— Problem —
Pick every line with "instance" from the material below.

— Given records —
* * *

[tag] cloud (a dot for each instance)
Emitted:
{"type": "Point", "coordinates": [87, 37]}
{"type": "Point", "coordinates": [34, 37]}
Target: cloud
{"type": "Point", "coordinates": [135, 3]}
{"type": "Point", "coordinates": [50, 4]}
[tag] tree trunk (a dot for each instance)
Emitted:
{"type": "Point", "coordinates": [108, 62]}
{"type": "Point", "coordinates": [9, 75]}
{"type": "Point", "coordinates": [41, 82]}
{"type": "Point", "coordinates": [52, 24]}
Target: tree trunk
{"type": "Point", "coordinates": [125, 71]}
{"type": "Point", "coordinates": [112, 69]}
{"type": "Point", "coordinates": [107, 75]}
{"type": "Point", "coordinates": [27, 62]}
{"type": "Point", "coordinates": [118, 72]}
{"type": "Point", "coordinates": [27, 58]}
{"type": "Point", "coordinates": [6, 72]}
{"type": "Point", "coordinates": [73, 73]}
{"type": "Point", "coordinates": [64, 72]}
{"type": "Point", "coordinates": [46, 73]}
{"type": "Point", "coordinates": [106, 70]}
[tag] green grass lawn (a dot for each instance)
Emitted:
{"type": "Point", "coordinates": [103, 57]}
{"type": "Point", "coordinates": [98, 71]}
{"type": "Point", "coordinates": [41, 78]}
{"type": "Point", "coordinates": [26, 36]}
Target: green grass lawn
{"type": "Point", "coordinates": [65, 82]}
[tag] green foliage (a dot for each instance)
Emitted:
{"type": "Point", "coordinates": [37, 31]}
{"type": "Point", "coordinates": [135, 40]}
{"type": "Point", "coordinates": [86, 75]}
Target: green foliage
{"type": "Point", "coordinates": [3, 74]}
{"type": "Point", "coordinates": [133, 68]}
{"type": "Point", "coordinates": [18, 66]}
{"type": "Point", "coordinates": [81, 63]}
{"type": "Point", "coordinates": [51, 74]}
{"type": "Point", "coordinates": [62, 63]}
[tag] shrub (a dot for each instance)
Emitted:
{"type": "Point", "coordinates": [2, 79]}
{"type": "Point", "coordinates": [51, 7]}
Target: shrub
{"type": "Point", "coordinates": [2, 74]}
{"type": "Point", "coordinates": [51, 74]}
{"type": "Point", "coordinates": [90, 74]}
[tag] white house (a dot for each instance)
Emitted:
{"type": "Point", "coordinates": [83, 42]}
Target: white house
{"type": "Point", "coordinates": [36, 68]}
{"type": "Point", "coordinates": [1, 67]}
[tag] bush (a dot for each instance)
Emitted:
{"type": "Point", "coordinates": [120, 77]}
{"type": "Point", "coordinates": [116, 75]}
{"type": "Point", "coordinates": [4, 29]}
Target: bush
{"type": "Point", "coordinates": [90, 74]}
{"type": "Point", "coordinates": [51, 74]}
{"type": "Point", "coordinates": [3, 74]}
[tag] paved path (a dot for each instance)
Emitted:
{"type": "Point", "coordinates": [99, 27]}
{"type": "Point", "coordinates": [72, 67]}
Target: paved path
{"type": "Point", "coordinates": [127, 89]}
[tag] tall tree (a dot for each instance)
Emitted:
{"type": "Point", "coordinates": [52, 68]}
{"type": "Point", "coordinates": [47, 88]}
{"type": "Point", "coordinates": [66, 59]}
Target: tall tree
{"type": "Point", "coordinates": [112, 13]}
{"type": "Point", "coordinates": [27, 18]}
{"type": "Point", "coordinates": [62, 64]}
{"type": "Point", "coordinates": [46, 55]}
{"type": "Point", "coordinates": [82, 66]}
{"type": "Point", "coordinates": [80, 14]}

* * *

— Solution for this problem —
[tag] cloud (a dot for each instance)
[tag] tree trunk (a dot for each instance)
[tag] green grass lawn (a dot for each instance)
[tag] green foliage (a dot for each instance)
[tag] shrub (a dot for each instance)
[tag] white house (a dot for each instance)
[tag] bush (a dot for each instance)
[tag] paved path (a dot for each instance)
[tag] tall tree (a dot for each instance)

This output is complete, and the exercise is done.